**Work required:** For the material that follows, work out how many lines hold the word "sticker" and answer only with the number.

━━━━━ Information given

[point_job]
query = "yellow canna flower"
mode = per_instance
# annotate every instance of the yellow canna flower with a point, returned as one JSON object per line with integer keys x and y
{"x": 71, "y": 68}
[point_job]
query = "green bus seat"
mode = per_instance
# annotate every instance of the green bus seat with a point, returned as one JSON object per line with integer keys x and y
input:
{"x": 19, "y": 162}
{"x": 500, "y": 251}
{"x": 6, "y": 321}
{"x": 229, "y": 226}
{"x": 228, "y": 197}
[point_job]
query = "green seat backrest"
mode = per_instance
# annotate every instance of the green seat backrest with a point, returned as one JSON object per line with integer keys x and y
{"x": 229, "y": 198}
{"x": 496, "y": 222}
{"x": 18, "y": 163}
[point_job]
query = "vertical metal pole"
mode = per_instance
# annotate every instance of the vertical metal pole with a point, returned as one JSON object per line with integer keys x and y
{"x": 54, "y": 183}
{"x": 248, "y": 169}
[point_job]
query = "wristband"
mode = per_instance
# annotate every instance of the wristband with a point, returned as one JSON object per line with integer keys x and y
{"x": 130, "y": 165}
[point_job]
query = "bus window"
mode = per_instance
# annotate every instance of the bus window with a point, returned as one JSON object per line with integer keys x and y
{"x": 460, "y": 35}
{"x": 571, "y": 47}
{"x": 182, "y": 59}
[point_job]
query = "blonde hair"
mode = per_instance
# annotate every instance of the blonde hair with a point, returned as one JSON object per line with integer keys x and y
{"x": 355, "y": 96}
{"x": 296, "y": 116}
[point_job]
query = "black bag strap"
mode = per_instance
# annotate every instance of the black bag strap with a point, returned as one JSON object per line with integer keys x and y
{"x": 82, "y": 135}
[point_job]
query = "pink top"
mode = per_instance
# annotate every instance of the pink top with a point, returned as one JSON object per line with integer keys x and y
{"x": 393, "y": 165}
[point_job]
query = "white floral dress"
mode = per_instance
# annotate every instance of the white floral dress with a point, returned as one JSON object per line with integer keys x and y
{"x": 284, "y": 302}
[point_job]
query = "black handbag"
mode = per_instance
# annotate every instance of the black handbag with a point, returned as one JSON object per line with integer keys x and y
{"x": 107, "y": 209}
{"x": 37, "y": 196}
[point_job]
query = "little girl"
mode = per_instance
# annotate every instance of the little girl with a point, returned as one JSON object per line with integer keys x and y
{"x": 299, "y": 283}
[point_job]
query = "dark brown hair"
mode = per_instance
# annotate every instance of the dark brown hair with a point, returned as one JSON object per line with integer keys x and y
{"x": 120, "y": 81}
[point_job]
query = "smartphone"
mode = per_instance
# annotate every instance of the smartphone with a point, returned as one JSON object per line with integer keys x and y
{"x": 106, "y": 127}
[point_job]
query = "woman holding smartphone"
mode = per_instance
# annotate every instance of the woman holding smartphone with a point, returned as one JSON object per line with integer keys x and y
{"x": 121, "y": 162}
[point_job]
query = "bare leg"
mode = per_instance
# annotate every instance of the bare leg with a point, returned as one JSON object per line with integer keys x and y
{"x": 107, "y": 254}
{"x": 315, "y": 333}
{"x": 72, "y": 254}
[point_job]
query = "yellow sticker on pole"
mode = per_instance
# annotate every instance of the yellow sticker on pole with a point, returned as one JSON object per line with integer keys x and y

━━━━━━━━━━

**Exercise solution:** 2